- [REQUEST]:
Rewrite everything from "Target — black chandelier" down to the end of the items, putting "Place a dot on" wherever "Put a pin on" appears and changing nothing else. Leave the pictures out of your answer.

- [DATASET EXCERPTS]:

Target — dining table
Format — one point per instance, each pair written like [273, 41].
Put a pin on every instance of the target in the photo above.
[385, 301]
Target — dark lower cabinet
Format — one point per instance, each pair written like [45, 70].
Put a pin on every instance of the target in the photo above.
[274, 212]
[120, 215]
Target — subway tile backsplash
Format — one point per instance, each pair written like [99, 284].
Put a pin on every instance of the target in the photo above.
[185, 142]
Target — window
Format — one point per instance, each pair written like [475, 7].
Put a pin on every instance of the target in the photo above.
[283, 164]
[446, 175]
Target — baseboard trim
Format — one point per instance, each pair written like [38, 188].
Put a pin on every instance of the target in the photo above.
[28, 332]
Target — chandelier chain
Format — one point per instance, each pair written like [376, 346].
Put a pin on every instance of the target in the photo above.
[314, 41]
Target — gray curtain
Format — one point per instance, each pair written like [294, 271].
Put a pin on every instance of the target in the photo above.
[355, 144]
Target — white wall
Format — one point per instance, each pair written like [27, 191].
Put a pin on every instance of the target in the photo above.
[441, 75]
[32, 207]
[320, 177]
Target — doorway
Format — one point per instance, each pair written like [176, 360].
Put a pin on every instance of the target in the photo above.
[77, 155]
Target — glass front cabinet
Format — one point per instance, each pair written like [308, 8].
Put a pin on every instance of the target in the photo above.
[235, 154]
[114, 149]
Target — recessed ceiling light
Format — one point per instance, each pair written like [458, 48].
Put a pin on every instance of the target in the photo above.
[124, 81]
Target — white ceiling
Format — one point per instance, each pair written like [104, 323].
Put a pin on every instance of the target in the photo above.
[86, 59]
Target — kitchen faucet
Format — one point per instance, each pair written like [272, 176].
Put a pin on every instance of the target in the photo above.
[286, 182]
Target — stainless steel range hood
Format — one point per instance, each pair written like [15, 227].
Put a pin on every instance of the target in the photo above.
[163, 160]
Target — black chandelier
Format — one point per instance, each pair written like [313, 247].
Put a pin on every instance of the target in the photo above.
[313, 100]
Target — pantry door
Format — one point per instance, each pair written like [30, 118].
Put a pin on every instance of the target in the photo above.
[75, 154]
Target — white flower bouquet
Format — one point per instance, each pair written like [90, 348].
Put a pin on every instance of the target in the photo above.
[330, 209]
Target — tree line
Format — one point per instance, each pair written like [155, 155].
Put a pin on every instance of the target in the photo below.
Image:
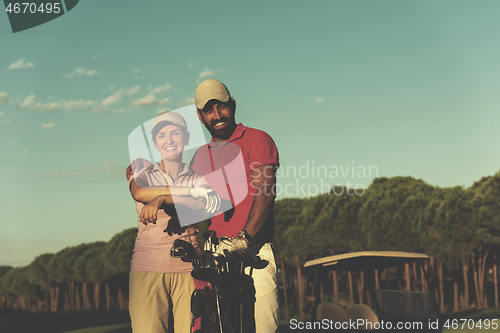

- [THE RESPONSE]:
Target — black chandelier
Format — one point per instance, each pair written like [313, 247].
Place a dot on every instance of the target in the photo above.
[313, 100]
Target — pantry door
Format — one point per instance, each pair written like [30, 118].
Place a dot on every instance of the target in the photo above.
[75, 154]
Target — white flower bouquet
Format — one point per instance, each pair written like [90, 348].
Place a dot on every instance of the target in the photo above.
[330, 209]
Target — tree line
Format — one point per instance, each pair written like [155, 155].
Place a dot on every instance of the target in the photo below.
Image:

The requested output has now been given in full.